* _SOURCE TEXT_
###

With current attention being focussed on political independence and the negotiation
of the new Commonwealth relationship, the introduction of crude price decontrol on
January 1, 1992, preoccupation over who will control atomic weaponry, and who will
succeed to the erstwhile Soviet seat in the UN Security Council, there appears little likelihood
that any of the constituent republics of the new Commonwealth of Independent States
will attempt experimentation with Point-of-Sale Technology as a solution to Langeian market-directed planning, if, indeed, there is any interest in preserving any
aspect of Marxism in Eastern Europe today. It is in a way sad that Lange's methodologically
interesting approach to resolving the problems of socialism will die without ever having been tried. On the other hand, the prediction in the last paragraphs of
the paper that Capitalism, by reason of its dynamicism and innovativeness would probably
beat Socialism to market-directed planning -- albeit on a totally private enterprise, non-government coordinated level -- appears even closer to reality today than when
the paper was written.
Oscar Lange
Oscar Lange was a world-renowned Polish born Economist who taught for many years at
the University of Chicago. It is ironic that Lange, a Socialist, formulated his
major contribution to economic thought at a university known as the headquarters
of Free Market economic thinking.
Recognizing that Central Planning, even more than state ownership, is the essence
of Socialism; but also understanding, because of the depth of his knowledge of economic
theory that planning boards would need to manipulate thousands of data bits in setting planning goals if the needs of a modern economy were to be met (which he considered
beyond the limited possibilities of the mathematics and technology of his day), Lange
argued that it would be not only desirable, but essential, for any socialist economy wishing effectively to meet the needs of its people, to rely on market signals if
setting realistic planning goals were to be possible. Thus his Theory of Market Directed Socialism,
Lange's major contribution to economic thinking.
At the end of World War II, Lange was invited by the new Socialist Government of Poland
1. Printed in Abstracts
, Southwest Economic Association, 1989
to return as Minster of Economics. This he did, but resigned shortly thereafter as
it became clear that crude Stalinist-type planning would be imposed by the Soviet
masters on all of the East-bloc satellites, including Poland.

###

* _WHAT IS BEING ASKED_
Continue the passage on Oscar Lange and market-directed socialism, picking up after its final sentence.

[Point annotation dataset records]

###

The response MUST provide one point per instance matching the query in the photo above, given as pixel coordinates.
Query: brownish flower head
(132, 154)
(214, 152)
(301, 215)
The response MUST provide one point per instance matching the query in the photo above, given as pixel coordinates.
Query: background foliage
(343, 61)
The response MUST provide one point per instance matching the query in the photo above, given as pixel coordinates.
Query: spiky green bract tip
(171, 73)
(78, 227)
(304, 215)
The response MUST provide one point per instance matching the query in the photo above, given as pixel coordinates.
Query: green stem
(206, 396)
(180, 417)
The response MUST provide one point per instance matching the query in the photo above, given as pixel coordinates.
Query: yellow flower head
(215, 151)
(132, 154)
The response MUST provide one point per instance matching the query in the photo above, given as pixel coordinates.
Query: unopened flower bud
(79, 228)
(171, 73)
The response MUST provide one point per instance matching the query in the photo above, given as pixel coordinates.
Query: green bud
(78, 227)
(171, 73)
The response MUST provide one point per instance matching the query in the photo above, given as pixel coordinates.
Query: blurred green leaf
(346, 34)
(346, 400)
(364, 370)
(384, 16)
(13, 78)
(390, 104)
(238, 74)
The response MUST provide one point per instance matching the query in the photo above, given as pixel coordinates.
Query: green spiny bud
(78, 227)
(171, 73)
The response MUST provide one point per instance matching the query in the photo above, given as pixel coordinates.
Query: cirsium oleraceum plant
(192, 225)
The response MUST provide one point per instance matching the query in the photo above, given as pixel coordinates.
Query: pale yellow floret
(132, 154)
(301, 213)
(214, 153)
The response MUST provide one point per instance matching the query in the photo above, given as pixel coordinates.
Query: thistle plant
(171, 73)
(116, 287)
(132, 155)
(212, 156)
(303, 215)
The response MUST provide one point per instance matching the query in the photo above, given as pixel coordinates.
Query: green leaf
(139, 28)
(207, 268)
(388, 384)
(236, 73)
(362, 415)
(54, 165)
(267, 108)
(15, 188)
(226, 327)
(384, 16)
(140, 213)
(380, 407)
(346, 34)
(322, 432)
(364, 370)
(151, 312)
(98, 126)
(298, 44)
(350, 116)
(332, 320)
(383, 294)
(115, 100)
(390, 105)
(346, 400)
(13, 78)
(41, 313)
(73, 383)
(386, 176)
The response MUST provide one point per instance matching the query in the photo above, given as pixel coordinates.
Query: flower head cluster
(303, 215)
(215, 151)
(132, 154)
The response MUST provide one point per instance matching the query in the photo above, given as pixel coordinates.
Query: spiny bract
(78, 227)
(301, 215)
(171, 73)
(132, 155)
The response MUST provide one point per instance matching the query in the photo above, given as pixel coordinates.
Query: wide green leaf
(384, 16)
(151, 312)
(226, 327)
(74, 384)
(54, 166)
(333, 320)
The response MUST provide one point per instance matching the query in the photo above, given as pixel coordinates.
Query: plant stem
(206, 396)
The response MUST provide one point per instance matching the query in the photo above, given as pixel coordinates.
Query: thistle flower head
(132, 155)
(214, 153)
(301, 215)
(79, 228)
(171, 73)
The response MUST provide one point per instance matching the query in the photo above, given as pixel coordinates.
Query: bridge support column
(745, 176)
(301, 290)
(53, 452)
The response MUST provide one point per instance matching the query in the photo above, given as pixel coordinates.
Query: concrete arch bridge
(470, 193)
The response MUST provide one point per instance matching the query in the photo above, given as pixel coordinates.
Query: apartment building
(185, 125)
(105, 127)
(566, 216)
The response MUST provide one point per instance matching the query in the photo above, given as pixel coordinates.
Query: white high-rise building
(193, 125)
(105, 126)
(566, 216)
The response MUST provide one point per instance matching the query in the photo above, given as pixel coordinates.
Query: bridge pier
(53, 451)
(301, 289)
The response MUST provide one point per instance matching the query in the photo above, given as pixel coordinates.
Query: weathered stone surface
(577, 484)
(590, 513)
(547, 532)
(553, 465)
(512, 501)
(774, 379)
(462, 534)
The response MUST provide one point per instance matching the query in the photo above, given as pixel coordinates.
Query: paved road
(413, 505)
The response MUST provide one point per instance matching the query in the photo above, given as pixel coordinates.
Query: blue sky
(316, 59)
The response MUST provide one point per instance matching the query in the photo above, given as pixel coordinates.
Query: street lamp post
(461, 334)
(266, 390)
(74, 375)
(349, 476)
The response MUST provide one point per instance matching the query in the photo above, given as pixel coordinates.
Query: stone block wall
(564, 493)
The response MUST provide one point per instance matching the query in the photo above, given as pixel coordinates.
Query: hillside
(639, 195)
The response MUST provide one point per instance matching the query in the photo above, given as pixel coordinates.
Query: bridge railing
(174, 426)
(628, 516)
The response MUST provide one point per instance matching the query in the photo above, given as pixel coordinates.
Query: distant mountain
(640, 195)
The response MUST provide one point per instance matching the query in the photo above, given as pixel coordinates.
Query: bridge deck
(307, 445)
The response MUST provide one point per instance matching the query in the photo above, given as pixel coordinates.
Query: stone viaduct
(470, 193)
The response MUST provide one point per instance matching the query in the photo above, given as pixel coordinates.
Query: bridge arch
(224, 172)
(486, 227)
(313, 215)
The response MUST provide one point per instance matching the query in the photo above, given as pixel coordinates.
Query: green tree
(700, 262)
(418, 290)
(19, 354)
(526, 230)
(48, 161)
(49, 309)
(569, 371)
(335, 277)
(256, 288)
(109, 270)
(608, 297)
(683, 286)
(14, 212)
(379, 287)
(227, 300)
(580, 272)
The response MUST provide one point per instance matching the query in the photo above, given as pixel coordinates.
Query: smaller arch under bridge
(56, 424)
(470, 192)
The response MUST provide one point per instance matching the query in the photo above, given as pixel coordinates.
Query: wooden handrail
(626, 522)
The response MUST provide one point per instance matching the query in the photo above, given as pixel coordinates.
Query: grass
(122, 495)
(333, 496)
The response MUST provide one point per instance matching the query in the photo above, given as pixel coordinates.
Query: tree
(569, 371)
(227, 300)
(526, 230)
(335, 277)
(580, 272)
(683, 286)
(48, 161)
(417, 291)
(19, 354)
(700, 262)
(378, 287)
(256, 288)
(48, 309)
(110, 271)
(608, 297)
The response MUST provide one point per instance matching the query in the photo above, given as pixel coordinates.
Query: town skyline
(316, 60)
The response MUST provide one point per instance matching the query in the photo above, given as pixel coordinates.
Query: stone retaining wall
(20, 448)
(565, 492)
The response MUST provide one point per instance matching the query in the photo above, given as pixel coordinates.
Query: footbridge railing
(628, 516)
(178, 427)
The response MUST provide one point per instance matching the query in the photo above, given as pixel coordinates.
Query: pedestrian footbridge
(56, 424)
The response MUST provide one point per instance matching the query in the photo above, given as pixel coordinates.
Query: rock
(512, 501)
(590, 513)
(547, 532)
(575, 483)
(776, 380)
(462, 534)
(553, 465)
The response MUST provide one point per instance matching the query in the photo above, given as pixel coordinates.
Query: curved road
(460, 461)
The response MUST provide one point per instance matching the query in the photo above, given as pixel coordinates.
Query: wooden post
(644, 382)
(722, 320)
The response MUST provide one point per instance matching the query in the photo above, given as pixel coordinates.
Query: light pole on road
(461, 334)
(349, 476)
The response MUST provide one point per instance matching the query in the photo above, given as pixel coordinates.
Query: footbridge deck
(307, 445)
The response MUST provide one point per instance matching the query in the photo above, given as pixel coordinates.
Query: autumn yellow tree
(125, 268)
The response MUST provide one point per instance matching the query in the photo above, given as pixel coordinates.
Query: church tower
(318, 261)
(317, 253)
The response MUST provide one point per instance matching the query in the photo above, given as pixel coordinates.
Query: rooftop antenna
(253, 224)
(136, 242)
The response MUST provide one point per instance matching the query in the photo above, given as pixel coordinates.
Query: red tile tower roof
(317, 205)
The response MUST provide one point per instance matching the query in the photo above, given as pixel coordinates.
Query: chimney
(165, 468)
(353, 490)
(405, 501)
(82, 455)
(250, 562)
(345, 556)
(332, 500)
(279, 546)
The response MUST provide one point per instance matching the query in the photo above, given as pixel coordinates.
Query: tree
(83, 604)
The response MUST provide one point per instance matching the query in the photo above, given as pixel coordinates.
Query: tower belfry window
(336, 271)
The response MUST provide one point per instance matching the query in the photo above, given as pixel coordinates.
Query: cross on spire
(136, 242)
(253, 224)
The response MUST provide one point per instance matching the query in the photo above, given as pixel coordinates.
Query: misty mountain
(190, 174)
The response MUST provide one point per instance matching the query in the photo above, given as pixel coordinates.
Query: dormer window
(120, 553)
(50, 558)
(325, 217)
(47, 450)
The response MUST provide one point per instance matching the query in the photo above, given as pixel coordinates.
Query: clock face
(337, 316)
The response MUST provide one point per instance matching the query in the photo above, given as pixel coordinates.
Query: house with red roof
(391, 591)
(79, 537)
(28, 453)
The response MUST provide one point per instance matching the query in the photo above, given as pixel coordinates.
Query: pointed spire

###

* _THE RESPONSE_
Later economists concluded that even Langeian market-directed planning would in any
event probably be impossible to implement because he had seriously underestimated
the vast diversity of products generated by a modern economy. Not only thousands,
but tens of thousands (and perhaps hundreds of thousands) of market-generated data bits
respecting different products would need to be manipulated if an economy were not
to be impoverished by unimaginative planning controls imposed from above by planners
having no direct contact with innovation and no hard-won personal experience in managing
or directing businesses and industry.
That this has indeed proved to be the case is evidenced by the collapse of the Soviet
economy; by the long queues for basic foodstuffs both preceding and following the
collapse, which characterized buying and selling in the USSR; by the production bottlenecks encountered by plant managers who found it impossible to obtain essential inputs;
by the wasteful overproduction of shoddy, unwanted goods for which it has been impossible
to find markets; by the inefficiencies of state directed barter-trade with other socialist states; and by the enormous over-valuation of the ruble, which discouraged
both trade with Free Markets as well as tourism.
In-put/Out-put Analysis and Point-of Sale Technology
In the meantime, Free Market ingenuity has come up with devices which may provide
solutions to the technical shortcomings of Langeian market-directed Central Planning.
First of all, high powered computers -- first developed in support of the Defense
effort -- are now capable of manipulating almost any number of simultaneous equations,
meaning that Central Planners would no longer be inhibited by limitations on the
number of product lines they could deal with. Secondly, a Harvard economist, Nobel Prize
winner Wassily Leontieff, developed the concept of In-put/Out-put analysis, which
enabled the United States to avoid major bottlenecks when the US economy came under
essential government controls during the Second World War, as most facilities were devoted
to producing war materiel. In-put/Out-put analysis enabled the United States, more
than any other combatant nation, to see that the civilian population underwent no
overly severe deprivation.
Since the war, Western economists have applied these planning principles to Free Market
economies, essentially as a theoretical exercise. And the matrix of factor inputs
and product outputs with which economists currently are playing, now exceeds 300
x 300, providing ample discretion for broad-scope planning -- and with no theoretical
limit in sight.
The final element in the solution to the Langeian problem, is the development of bar-code
price scanners. Neither shop-keepers, warehousemen, nor plant managers, need resort
to old-fashioned, time-consuming item by item periodic inventories, nor, in the case of shop-keepers, of individually price-marking every item in stock, painstakingly
revising them item by item with every inflationary price change.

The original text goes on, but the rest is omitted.